[[ SOURCE RECORDS, beginning ]]

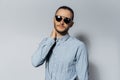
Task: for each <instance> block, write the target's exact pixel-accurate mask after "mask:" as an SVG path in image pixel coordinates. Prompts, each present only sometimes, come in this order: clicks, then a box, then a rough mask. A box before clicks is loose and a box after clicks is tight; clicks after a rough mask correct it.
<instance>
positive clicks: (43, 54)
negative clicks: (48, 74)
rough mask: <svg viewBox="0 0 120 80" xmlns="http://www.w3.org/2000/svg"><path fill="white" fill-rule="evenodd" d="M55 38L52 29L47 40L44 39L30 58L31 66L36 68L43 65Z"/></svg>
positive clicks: (53, 31) (55, 32)
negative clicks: (31, 61)
mask: <svg viewBox="0 0 120 80" xmlns="http://www.w3.org/2000/svg"><path fill="white" fill-rule="evenodd" d="M55 38H56V31H55V29H53V31H52V33H51V36H50V37H49V38H46V39H44V40H43V41H42V42H41V43H40V45H39V48H38V49H37V51H36V52H35V54H34V55H33V56H32V65H33V66H35V67H38V66H40V65H42V64H43V63H44V61H45V60H46V57H47V55H48V54H49V51H50V49H51V48H52V46H53V45H54V43H55V41H54V39H55Z"/></svg>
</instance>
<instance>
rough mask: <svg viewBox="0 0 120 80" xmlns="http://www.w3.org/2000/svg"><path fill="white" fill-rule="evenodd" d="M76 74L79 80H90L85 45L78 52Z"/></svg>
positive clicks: (76, 65)
mask: <svg viewBox="0 0 120 80" xmlns="http://www.w3.org/2000/svg"><path fill="white" fill-rule="evenodd" d="M76 72H77V76H78V80H88V56H87V50H86V47H85V45H84V44H83V45H82V47H79V49H78V52H77V63H76Z"/></svg>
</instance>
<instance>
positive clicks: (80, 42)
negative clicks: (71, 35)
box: [68, 36, 85, 47]
mask: <svg viewBox="0 0 120 80" xmlns="http://www.w3.org/2000/svg"><path fill="white" fill-rule="evenodd" d="M68 41H69V42H70V43H71V44H72V45H75V46H76V47H85V43H84V42H83V41H81V40H79V39H77V38H75V37H72V36H70V38H69V40H68Z"/></svg>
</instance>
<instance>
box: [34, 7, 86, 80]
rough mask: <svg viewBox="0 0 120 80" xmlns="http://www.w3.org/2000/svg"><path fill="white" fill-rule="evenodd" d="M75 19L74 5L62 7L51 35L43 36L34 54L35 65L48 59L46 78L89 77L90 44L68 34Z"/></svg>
mask: <svg viewBox="0 0 120 80" xmlns="http://www.w3.org/2000/svg"><path fill="white" fill-rule="evenodd" d="M73 18H74V12H73V10H72V9H71V8H70V7H67V6H61V7H59V8H58V9H57V11H56V13H55V16H54V28H53V31H52V33H51V35H50V37H48V38H45V39H43V41H42V42H41V43H40V45H39V48H38V49H37V51H36V53H35V54H34V55H33V56H32V64H33V66H35V67H38V66H40V65H42V64H43V63H44V62H46V64H45V80H88V70H87V66H88V60H87V50H86V47H85V45H84V43H83V42H81V41H79V40H77V39H76V38H74V37H71V36H70V35H69V33H68V30H69V29H70V28H71V27H72V25H73Z"/></svg>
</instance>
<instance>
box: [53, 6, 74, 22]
mask: <svg viewBox="0 0 120 80" xmlns="http://www.w3.org/2000/svg"><path fill="white" fill-rule="evenodd" d="M59 9H67V10H69V11H70V12H71V13H72V20H73V19H74V11H73V10H72V9H71V8H70V7H68V6H60V7H59V8H58V9H57V10H56V12H55V14H56V13H57V12H58V10H59Z"/></svg>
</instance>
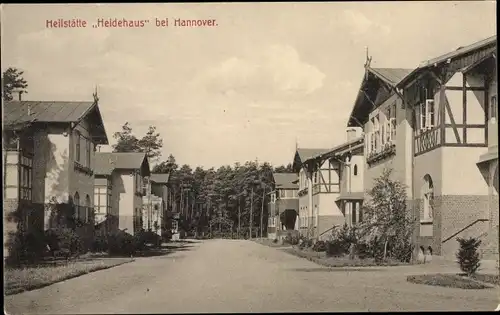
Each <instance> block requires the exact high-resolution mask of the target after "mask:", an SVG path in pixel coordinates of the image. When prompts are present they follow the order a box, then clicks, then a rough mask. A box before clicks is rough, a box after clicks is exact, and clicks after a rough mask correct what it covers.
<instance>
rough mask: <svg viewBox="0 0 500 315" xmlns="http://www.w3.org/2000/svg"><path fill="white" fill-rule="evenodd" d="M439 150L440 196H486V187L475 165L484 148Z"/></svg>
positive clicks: (486, 187) (445, 148) (464, 148)
mask: <svg viewBox="0 0 500 315" xmlns="http://www.w3.org/2000/svg"><path fill="white" fill-rule="evenodd" d="M441 150H442V192H441V193H442V195H481V196H482V195H488V185H487V183H486V181H485V180H484V178H483V176H482V175H481V172H479V170H478V168H477V165H476V163H477V161H478V158H479V156H480V155H481V154H482V153H484V148H450V147H444V148H442V149H441ZM433 179H434V178H433Z"/></svg>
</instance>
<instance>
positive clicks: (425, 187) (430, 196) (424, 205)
mask: <svg viewBox="0 0 500 315" xmlns="http://www.w3.org/2000/svg"><path fill="white" fill-rule="evenodd" d="M422 197H423V203H424V220H432V212H433V211H432V210H433V209H432V203H433V199H434V184H433V182H432V178H431V176H430V175H429V174H426V175H425V176H424V185H423V187H422Z"/></svg>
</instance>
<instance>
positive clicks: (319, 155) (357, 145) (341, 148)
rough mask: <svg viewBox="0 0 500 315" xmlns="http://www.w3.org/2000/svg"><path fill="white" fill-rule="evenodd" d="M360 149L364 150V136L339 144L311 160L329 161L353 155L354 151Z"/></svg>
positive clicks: (317, 155) (313, 157) (361, 136)
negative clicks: (342, 156)
mask: <svg viewBox="0 0 500 315" xmlns="http://www.w3.org/2000/svg"><path fill="white" fill-rule="evenodd" d="M359 148H364V136H360V137H357V138H354V139H352V140H350V141H347V142H344V143H342V144H339V145H337V146H335V147H334V148H333V149H330V150H329V151H327V152H323V153H320V154H317V155H315V156H312V157H311V159H323V160H324V159H329V158H332V157H335V156H340V155H342V154H345V153H348V152H351V153H352V151H354V150H357V149H359Z"/></svg>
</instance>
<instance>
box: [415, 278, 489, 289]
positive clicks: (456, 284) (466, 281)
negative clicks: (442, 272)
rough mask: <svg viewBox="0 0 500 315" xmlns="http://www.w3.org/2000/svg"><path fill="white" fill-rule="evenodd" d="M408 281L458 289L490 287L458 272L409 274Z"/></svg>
mask: <svg viewBox="0 0 500 315" xmlns="http://www.w3.org/2000/svg"><path fill="white" fill-rule="evenodd" d="M406 281H408V282H411V283H416V284H426V285H432V286H441V287H448V288H457V289H469V290H476V289H487V288H488V287H487V286H486V285H484V284H482V283H479V282H477V281H474V280H472V279H469V278H467V277H461V276H459V275H456V274H424V275H413V276H408V277H407V278H406Z"/></svg>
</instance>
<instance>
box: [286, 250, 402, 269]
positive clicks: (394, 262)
mask: <svg viewBox="0 0 500 315" xmlns="http://www.w3.org/2000/svg"><path fill="white" fill-rule="evenodd" d="M285 252H287V253H289V254H291V255H294V256H297V257H301V258H306V259H308V260H310V261H312V262H314V263H317V264H319V265H322V266H325V267H372V266H402V265H409V264H408V263H404V262H400V261H395V260H386V261H383V262H376V261H375V260H374V259H372V258H366V259H360V258H354V259H350V258H349V256H347V255H345V256H341V257H328V256H327V255H326V253H325V252H315V251H313V250H311V249H306V250H301V249H298V248H296V247H294V248H289V249H286V250H285Z"/></svg>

[[ SOURCE RECORDS, end ]]

WHAT IS EXPECTED:
Which lines in the material contain the word "order"? Pull each of them out.

RESPONSE:
Task: for each <instance> block, write the target's exact pixel-accurate mask after "mask:" as an SVG path in image pixel coordinates. Prompts, each present only sometimes, come in this order: clicks, then a box, then a rough mask. A box before clicks is loose and a box after clicks is tight; clicks after a rough mask correct it.
Each <instance> block requires the exact high-resolution mask of the target after "mask:", an SVG path in pixel coordinates of the image. When prompts are present they follow the order a box, then clicks, then a rough mask. A box before clicks is rough, a box after clicks is exact, and clicks after a rough mask correct what it covers.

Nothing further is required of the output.